### Activity 1
Which kinds of seal does the article on seals visiting the Outer Banks name? List them all.
### Activity 2
Could you proceed with the article on seals visiting the Outer Banks, picking up right after its last sentence?

### Text provided
_ _ _ _

A harbor seal strikes a “banana pose” in 2014 at Corolla on the Outer Banks. Seals increasingly have been coming to the Outer Banks in winter and spring.


Reprinted from Raleigh New & Observer. For original article click here.

The newest visitors to the Outer Banks like to swim in the surf, loaf on the sand to catch some rays and gobble down fish dinners.

These visitors aren’t vacationing tourists but migrating seals that swim 500 or so miles to North Carolina during winter and early spring. The ocean-going marine mammals, mostly gray seals and harbor seals, come from growing colonies in New England and Canada.

For a few months a year, the Outer Banks becomes seal country. As many as 34 have been photographed hauled out on an island in Oregon Inlet, the island looking as if it temporarily belonged in Maine.

Seals have been seen in the Wilmington area and, in 2010, one long-range juvenile harbor seal floated ashore on Hilton Head Island, S.C.

Seals in North Carolina? The northerly animals evoke images of ice floes, rocky shorelines and pods of piled-up pinnipeds. What are they doing here?

Looking for food. They’re mostly pups that can’t yet compete with adults in their home waters up north so they head south to forage for fish, said Karen Clark, program director of the Outer Banks Center for Wildlife Education in Corolla. The center is operated by the N.C. Wildlife Resources Commission.

Typically, Clark said, seals begin showing up in January from the Virginia line to Ocracoke in Cape Hatteras National Seashore. The first sighting of 2016 occurred several weeks ago, a harbor seal at Southern Shores. After traveling hundreds of miles, seals need to rest on the beach to recuperate. Some explore the Albemarle and Currituck Sounds, clambering onto docks and occasionally lounging in the back yards of sound-side homes.

Along with gray and harbor seals, the mix includes occasional harp seals and hooded seals. Last year Outer Bankers called in 102 sightings to the OBX Marine Mammal Stranding Network, said Clark, who trains volunteers to check out the seals. She estimated that 30-40 seals accounted for the January-April sightings, as a single seal is often seen by multiple people. In spring, the seals go back north.

_ _ _ _

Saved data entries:
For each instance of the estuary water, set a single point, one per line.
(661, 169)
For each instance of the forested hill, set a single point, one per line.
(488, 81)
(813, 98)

_ _ _ _

### Answer area 1
Harbor seals, gray seals, harp seals and hooded seals.

### Answer area 2
Seals historically have ranged to N.C. waters. In the 1880 book, “History of North American pinnipeds, a monograph of the walruses, sea-lions, sea-bears and seals of North America,” author Joel Asaph Allen cited a newspaper report of a seal in the New River in Onslow County. The Feb. 18, 1878 item in the Wilmington Star described the capture of a 7-foot-long, 250-pound “spotted” seal, likely a harbor seal.

Since 1972, seals have been protected by the U.S. Marine Mammal Protection Act, making it illegal to shoot or harm the animals. Seal populations have rebounded after nearly being wiped out. The 2015 stock assessments by the National Atmospheric and Oceanic Administration show the population of harbor seals is 66,884-75,834; gray seals, 331,000.

Clark said seal sightings have increased in the past 15 years to the point that the stranding network trains volunteers to respond. They see if the animals are healthy or injured. The network is a partnership of the wildlife commission and the national seashore.

She said most are healthy. Injured or diseased animals are taken to the Virginia Aquarium & Marine Science Center at Virginia Beach or the National Aquarium at Baltimore for treatment and rehab.

A gray seal pup with a broken jaw found in 2011 at Kitty Hawk was taken to the Baltimore aquarium. The pup, named Guinness, for the beer, as he was found on St. Patrick’s Day, also suffered from pneumonia, according to the National Aquarium.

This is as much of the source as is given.